- Directive: Print exactly the lines from the line with "draw the outline of the stretched dough" to the last line of the data, please, both included.

- Given data:
[start]

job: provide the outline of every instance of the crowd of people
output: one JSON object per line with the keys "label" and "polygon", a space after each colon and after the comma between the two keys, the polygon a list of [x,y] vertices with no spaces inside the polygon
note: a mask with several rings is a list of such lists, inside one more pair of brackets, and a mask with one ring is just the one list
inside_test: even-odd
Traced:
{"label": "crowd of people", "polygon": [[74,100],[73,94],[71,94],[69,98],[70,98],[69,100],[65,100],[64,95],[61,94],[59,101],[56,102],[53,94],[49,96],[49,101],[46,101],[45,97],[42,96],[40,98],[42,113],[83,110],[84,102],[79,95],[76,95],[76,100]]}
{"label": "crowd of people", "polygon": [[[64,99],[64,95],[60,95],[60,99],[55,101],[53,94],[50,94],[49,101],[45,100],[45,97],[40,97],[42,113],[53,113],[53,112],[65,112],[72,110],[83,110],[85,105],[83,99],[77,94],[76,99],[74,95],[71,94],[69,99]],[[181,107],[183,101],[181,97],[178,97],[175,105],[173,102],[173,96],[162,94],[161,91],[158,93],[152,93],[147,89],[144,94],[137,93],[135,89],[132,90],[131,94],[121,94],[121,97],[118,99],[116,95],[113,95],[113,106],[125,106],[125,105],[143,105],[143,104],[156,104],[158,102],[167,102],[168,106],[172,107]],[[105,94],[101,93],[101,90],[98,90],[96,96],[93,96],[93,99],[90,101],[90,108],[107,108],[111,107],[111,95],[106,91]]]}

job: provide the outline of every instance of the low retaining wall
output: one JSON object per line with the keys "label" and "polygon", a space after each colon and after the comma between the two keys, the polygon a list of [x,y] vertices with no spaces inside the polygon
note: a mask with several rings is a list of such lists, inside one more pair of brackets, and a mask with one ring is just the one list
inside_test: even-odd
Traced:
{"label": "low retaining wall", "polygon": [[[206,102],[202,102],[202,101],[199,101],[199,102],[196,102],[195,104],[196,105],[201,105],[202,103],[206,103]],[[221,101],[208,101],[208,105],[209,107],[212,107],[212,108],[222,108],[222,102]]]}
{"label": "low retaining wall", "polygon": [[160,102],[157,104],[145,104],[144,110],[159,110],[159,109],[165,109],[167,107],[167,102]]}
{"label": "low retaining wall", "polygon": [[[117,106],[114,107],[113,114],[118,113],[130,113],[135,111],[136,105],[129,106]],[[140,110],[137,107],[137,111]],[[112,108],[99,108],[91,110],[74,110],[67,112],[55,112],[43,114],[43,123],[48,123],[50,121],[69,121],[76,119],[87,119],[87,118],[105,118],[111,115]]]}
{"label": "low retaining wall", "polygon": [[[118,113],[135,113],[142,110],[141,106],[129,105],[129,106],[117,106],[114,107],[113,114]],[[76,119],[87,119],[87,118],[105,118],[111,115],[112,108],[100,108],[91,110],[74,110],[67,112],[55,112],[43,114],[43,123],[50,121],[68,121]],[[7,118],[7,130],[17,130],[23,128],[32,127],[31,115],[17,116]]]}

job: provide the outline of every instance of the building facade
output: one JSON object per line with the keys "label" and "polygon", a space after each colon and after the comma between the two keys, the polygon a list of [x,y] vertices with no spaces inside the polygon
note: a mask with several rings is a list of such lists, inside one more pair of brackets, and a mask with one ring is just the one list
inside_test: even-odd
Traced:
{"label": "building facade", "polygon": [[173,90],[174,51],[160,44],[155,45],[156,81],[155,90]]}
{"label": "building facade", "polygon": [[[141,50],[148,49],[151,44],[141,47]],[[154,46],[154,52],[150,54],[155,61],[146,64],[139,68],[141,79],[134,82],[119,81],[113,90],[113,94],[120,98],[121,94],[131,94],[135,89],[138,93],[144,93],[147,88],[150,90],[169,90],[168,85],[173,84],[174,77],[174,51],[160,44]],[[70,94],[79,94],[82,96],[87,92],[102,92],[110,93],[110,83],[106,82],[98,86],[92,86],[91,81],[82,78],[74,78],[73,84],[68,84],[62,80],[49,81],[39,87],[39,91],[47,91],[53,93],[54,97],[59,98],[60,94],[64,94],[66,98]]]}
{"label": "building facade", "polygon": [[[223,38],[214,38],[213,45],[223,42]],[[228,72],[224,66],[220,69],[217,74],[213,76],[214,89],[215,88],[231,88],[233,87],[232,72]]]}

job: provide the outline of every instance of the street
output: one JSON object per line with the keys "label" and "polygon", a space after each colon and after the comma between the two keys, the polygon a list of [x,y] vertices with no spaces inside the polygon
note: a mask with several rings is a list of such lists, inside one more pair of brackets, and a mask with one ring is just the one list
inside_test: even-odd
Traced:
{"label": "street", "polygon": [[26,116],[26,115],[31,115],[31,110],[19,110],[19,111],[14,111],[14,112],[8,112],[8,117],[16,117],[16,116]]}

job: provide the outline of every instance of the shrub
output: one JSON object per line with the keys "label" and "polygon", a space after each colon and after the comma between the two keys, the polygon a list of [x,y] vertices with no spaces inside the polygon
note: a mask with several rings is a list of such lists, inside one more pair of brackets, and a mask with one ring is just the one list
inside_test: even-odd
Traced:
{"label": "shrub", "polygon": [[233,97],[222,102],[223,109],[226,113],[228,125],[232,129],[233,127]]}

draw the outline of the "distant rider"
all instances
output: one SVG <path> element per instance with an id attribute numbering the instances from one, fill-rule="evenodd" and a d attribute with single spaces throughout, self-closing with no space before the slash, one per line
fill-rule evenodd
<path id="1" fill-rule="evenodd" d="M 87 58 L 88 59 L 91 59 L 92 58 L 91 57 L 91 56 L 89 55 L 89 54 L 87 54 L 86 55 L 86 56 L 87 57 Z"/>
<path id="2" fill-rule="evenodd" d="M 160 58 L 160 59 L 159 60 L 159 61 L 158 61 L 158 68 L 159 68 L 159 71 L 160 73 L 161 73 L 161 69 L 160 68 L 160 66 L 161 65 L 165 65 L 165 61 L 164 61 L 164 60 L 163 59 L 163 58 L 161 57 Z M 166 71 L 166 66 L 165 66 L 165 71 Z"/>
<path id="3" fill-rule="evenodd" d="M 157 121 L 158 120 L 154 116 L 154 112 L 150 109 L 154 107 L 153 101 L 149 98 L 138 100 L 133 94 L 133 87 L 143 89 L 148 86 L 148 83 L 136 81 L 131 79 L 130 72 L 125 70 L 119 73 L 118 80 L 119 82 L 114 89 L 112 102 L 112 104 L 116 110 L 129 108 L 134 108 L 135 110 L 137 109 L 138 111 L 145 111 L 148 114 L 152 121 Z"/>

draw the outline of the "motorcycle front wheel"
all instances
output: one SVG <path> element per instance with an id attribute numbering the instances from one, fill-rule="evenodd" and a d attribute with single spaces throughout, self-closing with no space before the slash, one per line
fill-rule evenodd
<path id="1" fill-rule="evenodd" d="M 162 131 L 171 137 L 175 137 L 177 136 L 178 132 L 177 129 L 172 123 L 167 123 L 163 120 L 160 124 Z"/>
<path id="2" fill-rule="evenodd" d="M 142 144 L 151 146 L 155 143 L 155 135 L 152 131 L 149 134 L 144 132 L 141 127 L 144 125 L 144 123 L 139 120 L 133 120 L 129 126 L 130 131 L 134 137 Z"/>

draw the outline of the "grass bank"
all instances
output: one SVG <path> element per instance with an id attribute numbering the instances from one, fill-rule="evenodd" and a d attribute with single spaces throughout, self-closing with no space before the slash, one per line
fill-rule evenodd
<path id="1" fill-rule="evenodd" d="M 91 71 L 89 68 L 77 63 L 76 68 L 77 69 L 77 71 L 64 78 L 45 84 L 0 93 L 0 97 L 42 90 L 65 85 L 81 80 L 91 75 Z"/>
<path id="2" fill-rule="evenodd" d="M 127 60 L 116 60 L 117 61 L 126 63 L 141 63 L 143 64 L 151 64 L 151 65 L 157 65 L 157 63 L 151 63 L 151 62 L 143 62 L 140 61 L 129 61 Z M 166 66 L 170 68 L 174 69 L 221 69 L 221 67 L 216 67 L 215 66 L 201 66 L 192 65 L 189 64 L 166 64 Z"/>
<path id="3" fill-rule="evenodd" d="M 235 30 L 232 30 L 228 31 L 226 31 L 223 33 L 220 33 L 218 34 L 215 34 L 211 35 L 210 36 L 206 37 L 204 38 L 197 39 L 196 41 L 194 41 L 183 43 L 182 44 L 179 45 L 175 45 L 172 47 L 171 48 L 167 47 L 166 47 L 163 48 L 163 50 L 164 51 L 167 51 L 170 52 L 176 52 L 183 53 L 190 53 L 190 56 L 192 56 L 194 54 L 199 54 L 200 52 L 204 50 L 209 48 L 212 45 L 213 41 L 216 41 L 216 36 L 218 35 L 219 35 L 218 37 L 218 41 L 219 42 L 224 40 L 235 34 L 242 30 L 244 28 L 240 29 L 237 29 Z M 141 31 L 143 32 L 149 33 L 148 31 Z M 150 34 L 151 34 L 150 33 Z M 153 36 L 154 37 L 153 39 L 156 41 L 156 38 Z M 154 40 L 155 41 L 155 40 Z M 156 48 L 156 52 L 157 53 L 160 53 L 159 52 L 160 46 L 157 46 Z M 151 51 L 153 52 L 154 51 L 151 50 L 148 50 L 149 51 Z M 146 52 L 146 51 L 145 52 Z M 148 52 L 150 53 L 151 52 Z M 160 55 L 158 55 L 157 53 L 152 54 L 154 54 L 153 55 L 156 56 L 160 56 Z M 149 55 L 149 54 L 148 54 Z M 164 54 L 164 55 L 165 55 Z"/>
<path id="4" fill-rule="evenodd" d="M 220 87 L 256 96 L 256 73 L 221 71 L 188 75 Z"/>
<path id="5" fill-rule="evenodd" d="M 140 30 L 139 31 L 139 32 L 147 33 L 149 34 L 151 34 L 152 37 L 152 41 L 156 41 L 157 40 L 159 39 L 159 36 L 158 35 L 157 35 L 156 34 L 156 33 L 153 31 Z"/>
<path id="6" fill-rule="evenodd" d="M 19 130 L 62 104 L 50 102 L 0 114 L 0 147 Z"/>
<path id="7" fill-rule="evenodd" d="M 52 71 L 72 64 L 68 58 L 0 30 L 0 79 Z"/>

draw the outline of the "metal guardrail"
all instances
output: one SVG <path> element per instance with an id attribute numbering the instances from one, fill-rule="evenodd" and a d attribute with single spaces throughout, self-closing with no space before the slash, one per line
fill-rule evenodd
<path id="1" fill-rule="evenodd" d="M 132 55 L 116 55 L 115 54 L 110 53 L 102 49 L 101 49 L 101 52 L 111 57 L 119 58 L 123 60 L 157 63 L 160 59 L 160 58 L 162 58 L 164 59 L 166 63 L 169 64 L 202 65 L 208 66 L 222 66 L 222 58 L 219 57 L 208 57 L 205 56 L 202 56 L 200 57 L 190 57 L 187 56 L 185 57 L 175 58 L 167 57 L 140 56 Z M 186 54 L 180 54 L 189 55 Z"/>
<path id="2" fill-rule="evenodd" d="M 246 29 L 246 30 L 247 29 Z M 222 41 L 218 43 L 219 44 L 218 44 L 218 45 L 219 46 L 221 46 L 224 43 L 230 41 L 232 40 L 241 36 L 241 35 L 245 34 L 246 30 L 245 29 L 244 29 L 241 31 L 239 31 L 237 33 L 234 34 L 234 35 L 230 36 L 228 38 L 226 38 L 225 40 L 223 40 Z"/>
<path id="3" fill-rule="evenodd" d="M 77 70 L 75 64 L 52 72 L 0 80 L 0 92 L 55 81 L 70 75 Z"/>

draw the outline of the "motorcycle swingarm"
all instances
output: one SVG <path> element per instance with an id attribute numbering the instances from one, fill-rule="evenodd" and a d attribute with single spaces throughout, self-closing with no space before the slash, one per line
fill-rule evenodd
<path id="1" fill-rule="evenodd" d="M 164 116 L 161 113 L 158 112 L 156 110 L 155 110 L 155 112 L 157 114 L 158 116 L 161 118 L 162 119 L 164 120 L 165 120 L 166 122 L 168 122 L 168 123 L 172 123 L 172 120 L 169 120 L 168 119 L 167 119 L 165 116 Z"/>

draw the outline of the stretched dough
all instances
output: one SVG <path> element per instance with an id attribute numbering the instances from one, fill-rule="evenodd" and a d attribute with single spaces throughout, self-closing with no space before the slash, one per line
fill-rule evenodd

[end]

- Written answer:
draw the outline of the stretched dough
all instances
output: one SVG <path> element per instance with an id attribute numbering the instances from one, fill-rule="evenodd" and a d attribute with single spaces throughout, self-closing with no space before the slash, one per line
fill-rule evenodd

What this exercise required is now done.